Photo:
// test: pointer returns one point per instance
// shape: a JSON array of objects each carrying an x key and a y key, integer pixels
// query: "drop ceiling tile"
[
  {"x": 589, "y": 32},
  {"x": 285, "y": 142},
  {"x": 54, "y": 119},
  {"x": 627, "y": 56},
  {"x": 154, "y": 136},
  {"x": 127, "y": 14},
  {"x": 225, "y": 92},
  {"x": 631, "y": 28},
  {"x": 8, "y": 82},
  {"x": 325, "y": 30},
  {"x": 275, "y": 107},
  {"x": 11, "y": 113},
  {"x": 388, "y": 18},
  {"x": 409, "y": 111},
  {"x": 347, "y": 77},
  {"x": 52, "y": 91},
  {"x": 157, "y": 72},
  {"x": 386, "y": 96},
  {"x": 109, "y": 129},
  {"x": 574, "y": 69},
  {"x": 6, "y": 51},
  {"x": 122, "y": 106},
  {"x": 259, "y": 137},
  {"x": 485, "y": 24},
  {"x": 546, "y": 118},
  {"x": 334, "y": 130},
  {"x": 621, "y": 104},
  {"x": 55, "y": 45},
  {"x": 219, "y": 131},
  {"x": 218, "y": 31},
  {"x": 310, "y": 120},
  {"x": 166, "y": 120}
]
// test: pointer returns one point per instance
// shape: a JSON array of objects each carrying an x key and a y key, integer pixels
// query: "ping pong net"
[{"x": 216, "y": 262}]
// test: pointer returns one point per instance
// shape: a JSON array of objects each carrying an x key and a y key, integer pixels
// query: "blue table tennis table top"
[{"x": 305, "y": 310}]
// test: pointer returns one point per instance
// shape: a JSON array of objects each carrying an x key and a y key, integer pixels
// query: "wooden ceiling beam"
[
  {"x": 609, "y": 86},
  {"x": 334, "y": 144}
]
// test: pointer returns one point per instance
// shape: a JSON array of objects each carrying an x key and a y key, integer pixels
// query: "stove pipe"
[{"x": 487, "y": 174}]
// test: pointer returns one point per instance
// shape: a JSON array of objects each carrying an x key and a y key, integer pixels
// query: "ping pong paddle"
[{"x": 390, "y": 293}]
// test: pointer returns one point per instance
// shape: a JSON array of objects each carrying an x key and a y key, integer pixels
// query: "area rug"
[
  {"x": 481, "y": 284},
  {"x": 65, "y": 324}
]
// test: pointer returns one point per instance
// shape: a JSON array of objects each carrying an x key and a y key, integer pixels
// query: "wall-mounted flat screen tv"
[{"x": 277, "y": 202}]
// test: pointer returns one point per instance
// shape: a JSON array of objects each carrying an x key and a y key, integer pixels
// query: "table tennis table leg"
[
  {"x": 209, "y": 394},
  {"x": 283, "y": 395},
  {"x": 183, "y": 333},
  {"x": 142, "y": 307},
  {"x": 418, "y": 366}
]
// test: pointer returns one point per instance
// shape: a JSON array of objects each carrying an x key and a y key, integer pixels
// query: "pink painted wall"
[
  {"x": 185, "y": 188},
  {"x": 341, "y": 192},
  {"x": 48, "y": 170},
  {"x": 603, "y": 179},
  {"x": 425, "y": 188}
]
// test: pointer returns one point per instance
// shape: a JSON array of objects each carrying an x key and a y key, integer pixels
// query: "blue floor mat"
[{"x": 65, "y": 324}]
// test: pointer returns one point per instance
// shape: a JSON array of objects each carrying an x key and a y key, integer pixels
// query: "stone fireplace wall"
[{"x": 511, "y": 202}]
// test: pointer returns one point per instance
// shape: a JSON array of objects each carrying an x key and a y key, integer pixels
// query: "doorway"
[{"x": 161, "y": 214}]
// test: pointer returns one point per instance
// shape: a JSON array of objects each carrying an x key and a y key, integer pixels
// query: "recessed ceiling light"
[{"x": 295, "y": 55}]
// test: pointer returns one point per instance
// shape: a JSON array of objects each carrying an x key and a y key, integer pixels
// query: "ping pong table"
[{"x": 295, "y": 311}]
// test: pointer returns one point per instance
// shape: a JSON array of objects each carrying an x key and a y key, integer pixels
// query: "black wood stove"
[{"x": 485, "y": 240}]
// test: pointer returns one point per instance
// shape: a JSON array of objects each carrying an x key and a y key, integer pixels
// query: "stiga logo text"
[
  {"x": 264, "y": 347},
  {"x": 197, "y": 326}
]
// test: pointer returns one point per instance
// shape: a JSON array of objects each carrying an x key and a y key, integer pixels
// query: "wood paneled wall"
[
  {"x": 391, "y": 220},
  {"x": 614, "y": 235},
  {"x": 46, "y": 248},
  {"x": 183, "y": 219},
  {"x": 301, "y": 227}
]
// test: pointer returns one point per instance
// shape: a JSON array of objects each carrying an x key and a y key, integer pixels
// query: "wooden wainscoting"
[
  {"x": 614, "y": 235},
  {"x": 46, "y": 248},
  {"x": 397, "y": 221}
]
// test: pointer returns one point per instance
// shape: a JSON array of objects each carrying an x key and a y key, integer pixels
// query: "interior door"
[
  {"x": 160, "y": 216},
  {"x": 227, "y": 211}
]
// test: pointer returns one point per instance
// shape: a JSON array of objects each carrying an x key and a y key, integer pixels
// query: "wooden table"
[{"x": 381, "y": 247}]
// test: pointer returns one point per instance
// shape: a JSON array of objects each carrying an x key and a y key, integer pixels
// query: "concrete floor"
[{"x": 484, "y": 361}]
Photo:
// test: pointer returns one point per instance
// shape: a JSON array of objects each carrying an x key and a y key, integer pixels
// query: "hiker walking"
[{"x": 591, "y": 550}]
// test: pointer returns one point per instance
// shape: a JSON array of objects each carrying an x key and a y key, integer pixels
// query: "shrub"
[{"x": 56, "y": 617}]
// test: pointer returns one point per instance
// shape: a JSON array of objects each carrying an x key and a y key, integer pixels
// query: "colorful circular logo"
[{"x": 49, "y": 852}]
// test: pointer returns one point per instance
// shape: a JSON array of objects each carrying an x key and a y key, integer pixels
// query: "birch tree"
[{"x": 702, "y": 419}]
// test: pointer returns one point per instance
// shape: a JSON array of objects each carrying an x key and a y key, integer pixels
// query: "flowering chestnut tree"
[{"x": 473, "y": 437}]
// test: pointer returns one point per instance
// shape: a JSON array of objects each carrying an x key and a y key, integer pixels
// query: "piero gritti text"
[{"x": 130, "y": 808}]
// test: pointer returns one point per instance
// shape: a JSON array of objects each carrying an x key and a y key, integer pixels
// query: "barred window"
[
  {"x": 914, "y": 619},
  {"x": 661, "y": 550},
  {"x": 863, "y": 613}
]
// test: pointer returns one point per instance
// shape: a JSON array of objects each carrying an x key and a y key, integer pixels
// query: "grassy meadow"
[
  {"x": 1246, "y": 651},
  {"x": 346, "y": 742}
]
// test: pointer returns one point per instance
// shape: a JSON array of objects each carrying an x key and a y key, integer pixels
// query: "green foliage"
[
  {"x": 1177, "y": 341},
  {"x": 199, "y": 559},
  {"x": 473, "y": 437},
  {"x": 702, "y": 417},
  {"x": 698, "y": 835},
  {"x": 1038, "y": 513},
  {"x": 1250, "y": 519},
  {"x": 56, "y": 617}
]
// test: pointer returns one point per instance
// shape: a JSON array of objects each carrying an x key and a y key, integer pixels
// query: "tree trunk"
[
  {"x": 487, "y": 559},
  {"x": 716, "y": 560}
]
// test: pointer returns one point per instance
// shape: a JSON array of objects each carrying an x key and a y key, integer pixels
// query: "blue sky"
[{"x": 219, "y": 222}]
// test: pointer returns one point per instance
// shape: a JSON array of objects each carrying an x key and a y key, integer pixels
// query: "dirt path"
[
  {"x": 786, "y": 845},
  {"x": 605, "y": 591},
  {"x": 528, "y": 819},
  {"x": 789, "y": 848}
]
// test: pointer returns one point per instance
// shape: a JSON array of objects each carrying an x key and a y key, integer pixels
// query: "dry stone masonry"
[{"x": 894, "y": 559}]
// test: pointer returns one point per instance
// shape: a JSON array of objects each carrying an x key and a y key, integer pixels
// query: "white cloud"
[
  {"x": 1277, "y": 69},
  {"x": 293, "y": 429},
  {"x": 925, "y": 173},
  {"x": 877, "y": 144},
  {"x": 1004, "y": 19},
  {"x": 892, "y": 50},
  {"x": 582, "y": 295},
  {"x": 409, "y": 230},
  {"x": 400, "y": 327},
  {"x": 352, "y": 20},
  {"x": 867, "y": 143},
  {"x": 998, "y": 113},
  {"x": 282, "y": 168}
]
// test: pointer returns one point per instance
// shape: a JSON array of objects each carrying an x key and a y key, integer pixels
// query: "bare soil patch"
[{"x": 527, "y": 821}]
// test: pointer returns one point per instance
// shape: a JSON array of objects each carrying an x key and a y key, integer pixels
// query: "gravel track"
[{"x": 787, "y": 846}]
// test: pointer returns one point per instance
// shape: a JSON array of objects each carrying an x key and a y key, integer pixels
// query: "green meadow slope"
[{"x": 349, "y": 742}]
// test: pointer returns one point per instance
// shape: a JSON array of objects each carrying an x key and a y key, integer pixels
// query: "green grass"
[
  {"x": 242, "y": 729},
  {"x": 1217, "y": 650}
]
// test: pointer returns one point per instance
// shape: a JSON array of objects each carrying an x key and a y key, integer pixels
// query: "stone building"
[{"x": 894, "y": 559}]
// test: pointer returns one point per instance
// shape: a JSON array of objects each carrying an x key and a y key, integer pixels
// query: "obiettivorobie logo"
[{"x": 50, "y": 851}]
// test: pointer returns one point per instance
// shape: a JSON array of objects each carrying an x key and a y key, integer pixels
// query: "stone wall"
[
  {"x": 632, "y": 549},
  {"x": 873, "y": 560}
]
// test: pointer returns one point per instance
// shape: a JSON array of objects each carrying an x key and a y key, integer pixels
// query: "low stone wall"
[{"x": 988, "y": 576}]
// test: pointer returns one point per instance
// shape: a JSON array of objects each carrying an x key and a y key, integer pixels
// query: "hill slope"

Task details ::
Locate every line in the data above that contains the word "wall" and copy each of those lines in full.

Exercise answer ::
// query: "wall-mounted flat screen tv"
// query: "pink painted wall"
// query: "stone fireplace wall"
// query: "wood paneled wall"
// query: "stone wall"
// query: "low stone wall"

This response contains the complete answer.